[BEGIN Extract to read]

A – Aww. How many guys working backstage got super excited when Kane said someone was going to ride in an ambulance tonight? I feel so bad for them. I mean, ambulances are awesome. Not only do they get to ride things backwards, but they get cool flashy lights and make noises! As a child who enjoyed a dump truck or two (mostly two. I don’t think any regular reader of this column would be surprised to learn that I enjoyed dolls), I’d be very excited. Poor backstage guys, they’re going to be bummed when Ryder is hurled into the back.

B – Boo. Really? A debate? This is the kind of thing that gets wrestling mocked on terrible local news “morning shows.” You know, the one where they sit around a couch drinking coffee and read cue cards about how they aren’t reading cue cards and just “hanging out” with you? Yep. I can see it now:

Anchor 1: “As you know, this is the time of year for political debate and intrigue. As the candidates for president circle the drain toward the most powerful position in America, another group of men also debate for their careers. And, of course, what could I be talking about but wrestling.

[END Extract to read]
[BEGIN Data lines]

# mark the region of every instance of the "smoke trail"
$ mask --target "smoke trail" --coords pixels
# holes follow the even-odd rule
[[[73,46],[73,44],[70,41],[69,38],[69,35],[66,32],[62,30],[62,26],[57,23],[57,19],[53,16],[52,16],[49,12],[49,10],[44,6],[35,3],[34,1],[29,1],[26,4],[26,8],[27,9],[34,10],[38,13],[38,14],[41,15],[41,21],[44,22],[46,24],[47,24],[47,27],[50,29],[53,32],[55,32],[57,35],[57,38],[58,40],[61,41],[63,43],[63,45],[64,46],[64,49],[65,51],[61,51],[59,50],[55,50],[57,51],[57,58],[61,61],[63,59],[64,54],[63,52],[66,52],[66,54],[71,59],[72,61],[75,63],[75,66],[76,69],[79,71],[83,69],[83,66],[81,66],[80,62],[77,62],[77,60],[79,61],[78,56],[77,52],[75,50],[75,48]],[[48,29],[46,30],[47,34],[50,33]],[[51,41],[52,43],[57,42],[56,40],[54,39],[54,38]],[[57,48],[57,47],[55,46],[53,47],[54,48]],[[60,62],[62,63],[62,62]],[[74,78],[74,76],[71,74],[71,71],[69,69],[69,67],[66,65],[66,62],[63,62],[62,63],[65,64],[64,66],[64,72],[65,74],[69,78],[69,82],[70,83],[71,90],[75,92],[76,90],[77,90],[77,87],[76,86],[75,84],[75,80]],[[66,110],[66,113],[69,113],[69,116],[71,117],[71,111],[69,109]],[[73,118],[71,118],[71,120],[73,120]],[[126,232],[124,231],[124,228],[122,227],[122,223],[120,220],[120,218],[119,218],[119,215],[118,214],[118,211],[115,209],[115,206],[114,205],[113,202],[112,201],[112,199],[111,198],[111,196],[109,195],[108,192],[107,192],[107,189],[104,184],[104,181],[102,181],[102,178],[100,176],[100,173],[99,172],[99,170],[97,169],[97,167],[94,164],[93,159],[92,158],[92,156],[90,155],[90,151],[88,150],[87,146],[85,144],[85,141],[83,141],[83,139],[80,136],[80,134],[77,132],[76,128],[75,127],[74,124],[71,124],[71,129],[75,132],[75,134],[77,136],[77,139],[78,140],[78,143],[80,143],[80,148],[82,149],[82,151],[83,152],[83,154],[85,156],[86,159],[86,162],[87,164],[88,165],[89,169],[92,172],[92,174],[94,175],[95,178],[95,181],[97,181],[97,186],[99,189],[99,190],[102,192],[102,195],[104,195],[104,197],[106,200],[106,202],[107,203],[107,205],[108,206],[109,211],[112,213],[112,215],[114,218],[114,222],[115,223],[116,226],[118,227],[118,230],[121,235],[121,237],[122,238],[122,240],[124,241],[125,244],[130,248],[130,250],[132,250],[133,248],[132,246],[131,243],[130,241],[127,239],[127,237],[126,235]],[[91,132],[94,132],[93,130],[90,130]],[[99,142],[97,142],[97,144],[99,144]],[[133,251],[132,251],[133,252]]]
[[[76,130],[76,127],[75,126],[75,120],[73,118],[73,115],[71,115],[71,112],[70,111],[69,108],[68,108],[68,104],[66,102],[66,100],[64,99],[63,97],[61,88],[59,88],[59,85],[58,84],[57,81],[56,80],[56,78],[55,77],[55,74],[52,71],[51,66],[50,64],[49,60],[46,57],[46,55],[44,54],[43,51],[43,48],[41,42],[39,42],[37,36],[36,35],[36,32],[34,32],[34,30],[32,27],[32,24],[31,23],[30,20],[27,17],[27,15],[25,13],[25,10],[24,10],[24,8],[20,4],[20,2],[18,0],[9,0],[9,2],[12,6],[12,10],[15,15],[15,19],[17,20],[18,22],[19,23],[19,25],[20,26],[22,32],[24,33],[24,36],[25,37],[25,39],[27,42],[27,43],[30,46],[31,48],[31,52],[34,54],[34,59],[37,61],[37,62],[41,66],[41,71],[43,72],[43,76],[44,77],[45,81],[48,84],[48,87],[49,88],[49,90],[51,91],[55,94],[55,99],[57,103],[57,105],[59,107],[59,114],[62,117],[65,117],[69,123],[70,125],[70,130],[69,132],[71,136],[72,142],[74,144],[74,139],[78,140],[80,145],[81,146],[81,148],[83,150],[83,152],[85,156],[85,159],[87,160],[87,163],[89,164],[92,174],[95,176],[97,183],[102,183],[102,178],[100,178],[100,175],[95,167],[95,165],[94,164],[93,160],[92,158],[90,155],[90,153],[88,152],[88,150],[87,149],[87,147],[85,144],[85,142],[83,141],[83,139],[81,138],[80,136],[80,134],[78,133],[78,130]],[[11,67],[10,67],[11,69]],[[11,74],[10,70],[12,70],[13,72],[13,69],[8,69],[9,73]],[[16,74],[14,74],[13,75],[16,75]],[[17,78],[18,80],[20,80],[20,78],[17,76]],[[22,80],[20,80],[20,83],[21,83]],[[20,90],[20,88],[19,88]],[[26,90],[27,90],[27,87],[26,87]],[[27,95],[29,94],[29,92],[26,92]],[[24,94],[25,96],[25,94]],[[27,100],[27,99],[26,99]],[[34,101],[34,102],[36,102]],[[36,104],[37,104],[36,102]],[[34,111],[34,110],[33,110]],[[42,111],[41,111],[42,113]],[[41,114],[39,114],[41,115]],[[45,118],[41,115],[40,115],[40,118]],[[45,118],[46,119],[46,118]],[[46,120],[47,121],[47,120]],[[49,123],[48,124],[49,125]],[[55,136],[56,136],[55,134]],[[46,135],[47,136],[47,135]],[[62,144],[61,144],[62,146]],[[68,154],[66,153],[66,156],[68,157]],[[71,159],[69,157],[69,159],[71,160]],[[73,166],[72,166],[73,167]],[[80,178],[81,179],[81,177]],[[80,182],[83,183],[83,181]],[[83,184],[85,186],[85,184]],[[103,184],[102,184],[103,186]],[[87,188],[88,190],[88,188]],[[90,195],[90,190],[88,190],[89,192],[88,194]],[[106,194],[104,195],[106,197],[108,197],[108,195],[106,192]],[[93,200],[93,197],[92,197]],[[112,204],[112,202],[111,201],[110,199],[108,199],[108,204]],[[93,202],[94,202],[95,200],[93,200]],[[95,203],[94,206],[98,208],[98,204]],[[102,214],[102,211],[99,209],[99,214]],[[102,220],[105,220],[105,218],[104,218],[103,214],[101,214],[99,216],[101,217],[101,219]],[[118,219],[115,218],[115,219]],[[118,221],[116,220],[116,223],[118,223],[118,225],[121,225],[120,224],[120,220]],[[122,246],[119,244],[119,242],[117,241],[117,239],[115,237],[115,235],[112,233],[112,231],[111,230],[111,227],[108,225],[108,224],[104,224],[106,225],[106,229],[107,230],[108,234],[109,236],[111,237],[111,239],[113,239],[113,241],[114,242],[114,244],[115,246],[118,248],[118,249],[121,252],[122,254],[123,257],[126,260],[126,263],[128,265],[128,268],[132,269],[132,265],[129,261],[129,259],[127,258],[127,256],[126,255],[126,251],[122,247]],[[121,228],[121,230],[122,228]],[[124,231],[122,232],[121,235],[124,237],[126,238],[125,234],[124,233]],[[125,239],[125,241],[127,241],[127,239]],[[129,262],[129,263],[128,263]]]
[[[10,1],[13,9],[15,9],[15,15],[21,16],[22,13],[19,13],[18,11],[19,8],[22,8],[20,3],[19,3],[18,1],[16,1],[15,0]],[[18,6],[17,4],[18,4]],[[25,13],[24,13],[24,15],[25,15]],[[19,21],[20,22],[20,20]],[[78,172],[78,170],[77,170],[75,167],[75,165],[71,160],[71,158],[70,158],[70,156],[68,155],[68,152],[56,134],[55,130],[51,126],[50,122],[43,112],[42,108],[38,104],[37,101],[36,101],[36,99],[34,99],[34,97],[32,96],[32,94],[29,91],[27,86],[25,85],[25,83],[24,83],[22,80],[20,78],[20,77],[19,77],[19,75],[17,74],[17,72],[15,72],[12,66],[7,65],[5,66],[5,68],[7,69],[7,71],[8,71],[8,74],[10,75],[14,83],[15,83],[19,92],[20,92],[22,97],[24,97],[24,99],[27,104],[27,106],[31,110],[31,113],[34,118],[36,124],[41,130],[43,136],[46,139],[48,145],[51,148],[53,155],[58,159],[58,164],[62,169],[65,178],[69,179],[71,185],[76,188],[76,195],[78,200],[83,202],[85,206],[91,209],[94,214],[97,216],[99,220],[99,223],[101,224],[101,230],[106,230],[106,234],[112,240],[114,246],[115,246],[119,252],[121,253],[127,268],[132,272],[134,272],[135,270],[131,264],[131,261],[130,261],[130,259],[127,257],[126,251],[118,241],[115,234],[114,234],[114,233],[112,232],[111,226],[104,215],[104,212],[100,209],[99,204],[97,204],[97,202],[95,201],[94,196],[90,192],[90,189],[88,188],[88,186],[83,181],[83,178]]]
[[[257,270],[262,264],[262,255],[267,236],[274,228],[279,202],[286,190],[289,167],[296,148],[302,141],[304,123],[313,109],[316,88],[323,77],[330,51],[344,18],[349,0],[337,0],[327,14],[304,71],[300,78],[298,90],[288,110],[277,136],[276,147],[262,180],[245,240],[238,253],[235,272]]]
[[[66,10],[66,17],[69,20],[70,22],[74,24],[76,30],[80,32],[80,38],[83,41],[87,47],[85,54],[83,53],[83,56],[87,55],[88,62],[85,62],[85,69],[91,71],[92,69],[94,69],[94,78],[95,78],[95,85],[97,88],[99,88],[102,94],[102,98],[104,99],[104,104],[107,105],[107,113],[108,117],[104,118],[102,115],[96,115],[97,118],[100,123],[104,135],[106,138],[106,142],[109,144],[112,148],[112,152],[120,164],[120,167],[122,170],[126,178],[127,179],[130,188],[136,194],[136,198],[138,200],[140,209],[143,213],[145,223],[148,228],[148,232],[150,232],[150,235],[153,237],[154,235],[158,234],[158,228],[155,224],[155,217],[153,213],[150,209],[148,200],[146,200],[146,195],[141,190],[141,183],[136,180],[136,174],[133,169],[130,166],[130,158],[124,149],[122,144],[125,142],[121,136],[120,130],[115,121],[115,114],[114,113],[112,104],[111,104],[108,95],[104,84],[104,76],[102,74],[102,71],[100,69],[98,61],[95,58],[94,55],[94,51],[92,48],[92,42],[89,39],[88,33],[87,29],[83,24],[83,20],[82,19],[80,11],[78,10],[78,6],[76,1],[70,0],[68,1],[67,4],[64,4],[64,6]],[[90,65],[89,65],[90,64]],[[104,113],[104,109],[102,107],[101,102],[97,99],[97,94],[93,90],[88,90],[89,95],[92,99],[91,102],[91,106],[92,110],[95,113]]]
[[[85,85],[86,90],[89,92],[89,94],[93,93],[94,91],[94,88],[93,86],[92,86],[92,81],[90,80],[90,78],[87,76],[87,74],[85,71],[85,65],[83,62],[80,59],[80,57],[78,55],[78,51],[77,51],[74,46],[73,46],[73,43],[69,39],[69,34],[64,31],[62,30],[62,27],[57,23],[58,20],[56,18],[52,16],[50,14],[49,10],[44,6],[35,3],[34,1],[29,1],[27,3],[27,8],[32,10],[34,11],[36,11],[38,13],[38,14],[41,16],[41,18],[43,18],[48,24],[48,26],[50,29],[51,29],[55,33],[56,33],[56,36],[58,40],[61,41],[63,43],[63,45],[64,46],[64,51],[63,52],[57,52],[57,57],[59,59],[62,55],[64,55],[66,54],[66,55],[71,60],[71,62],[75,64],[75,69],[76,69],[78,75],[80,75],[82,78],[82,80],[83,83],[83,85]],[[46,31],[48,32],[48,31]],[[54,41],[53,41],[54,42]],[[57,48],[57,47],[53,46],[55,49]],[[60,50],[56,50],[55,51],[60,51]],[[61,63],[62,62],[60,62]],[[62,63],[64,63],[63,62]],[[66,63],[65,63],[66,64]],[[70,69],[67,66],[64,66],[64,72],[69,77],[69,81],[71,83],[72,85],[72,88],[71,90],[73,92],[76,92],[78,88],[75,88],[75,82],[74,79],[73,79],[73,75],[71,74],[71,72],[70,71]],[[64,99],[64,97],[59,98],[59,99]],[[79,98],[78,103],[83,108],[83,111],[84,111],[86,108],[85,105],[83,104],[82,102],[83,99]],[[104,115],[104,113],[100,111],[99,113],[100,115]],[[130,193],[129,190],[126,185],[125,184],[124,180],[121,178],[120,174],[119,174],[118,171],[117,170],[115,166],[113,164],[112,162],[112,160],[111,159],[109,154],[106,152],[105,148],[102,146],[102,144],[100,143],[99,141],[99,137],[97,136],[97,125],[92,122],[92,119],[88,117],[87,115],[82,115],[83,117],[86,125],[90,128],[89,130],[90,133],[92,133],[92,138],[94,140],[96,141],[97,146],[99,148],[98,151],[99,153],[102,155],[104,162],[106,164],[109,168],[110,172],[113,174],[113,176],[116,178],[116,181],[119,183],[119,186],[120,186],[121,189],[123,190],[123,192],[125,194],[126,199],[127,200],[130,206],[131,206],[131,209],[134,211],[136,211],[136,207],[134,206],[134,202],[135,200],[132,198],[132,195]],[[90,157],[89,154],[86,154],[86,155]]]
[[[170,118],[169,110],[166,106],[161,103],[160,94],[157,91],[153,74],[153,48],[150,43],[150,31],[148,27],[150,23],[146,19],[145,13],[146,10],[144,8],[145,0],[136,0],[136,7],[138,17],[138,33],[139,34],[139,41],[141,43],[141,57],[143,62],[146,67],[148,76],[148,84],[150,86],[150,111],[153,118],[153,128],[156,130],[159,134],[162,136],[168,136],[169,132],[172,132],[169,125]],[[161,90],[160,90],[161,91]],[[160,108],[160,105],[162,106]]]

[END Data lines]

> [Parts of the exercise]:
**a)** Set down the part of the wrestling column above between "A – Aww. How" and "into the back.", inclusive.
**b)** Answer these questions using the wrestling column above.
(i) Who does the writer expect to be hurled into the back of the ambulance?
(ii) What kind of event does the section beginning "Boo" complain about?
(iii) According to Anchor 1, this is the time of year for what?

> [Set of answers]:
**a)**
A – Aww. How many guys working backstage got super excited when Kane said someone was going to ride in an ambulance tonight? I feel so bad for them. I mean, ambulances are awesome. Not only do they get to ride things backwards, but they get cool flashy lights and make noises! As a child who enjoyed a dump truck or two (mostly two. I don’t think any regular reader of this column would be surprised to learn that I enjoyed dolls), I’d be very excited. Poor backstage guys, they’re going to be bummed when Ryder is hurled into the back.

**b)**
(i) Ryder
(ii) A debate
(iii) Political debate and intrigue